Try it: Only lines with the word "white" belong in the answer; copy them from the records below.

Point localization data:
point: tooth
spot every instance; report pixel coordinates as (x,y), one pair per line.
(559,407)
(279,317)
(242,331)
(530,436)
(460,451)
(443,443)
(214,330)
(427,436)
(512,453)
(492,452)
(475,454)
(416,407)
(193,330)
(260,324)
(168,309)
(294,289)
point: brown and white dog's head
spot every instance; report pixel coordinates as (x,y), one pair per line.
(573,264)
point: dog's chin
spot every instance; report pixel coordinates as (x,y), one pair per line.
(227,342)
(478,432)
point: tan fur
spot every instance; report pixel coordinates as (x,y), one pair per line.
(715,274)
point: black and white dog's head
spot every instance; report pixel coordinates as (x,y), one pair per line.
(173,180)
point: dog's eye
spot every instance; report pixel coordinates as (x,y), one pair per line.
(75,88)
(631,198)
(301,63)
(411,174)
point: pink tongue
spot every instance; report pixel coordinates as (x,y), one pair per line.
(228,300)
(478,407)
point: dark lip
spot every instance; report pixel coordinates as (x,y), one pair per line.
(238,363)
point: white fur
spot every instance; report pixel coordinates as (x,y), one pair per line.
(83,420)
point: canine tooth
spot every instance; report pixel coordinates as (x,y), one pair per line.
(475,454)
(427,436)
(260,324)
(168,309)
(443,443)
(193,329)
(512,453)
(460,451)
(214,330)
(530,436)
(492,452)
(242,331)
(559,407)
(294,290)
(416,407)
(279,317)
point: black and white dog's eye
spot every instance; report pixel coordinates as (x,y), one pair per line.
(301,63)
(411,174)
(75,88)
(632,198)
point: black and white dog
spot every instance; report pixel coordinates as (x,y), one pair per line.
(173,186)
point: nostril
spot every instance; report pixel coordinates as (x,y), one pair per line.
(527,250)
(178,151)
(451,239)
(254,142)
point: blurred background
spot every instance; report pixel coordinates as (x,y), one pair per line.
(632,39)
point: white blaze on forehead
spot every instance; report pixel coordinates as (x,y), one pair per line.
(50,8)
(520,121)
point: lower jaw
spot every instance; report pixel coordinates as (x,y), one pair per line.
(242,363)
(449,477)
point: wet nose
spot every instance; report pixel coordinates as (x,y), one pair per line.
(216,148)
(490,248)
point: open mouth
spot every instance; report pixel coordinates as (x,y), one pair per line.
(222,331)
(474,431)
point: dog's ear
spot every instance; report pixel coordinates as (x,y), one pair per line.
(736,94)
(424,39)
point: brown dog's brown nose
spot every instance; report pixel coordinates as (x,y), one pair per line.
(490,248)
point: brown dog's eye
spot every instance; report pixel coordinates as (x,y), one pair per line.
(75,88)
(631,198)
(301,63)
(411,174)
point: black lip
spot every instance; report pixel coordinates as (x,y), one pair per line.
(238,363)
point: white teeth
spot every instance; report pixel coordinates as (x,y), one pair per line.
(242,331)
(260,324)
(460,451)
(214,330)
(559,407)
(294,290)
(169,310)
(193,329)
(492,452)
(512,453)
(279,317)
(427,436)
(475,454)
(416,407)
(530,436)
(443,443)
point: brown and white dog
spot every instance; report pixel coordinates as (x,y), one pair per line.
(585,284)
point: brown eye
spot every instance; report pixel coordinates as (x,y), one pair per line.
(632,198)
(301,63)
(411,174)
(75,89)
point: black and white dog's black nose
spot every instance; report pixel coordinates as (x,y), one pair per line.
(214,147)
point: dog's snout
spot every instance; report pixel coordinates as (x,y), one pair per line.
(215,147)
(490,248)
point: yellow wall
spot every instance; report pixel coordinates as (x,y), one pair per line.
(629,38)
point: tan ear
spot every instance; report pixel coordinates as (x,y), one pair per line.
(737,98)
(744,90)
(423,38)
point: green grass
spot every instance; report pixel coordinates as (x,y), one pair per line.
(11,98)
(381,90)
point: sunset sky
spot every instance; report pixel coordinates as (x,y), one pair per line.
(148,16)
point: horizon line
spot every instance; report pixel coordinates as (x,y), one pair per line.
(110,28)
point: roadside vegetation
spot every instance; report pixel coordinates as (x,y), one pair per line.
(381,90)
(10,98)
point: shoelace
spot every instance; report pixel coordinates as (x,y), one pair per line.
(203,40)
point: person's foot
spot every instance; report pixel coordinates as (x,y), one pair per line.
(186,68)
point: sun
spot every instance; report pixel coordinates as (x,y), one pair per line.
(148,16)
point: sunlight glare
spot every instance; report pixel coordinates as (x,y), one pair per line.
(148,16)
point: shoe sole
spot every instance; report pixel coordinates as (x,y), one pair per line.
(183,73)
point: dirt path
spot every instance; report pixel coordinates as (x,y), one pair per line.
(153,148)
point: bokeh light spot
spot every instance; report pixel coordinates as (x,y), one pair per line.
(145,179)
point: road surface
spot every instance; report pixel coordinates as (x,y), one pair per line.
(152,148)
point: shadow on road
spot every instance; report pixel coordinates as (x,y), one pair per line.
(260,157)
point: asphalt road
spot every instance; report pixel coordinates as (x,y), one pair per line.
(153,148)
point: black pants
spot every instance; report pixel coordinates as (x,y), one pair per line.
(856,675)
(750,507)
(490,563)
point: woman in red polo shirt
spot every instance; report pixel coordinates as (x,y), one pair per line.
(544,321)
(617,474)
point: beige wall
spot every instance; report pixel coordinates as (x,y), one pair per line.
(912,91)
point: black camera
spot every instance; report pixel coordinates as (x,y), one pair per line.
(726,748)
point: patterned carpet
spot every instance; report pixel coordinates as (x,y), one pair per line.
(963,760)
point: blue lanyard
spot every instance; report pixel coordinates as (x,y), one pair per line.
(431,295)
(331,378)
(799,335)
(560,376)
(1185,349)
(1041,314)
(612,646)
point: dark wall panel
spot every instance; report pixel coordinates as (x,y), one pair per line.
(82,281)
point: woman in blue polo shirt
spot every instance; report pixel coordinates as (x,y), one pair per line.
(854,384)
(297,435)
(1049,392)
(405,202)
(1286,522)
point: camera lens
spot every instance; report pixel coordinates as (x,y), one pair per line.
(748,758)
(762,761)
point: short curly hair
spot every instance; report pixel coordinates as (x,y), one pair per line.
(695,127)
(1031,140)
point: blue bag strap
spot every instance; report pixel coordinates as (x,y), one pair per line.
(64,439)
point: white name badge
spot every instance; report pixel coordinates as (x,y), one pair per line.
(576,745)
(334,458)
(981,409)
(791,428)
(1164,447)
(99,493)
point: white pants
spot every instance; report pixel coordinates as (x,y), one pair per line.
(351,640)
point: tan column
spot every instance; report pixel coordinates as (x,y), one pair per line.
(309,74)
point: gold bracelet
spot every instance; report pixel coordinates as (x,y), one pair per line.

Worked solution:
point: brown and white dog's head
point: black and white dog's head
point: white fur
point: black and white dog's eye
point: black and white dog
point: white blaze on forehead
point: white teeth
point: brown and white dog
point: black and white dog's black nose
point: white name badge
point: white pants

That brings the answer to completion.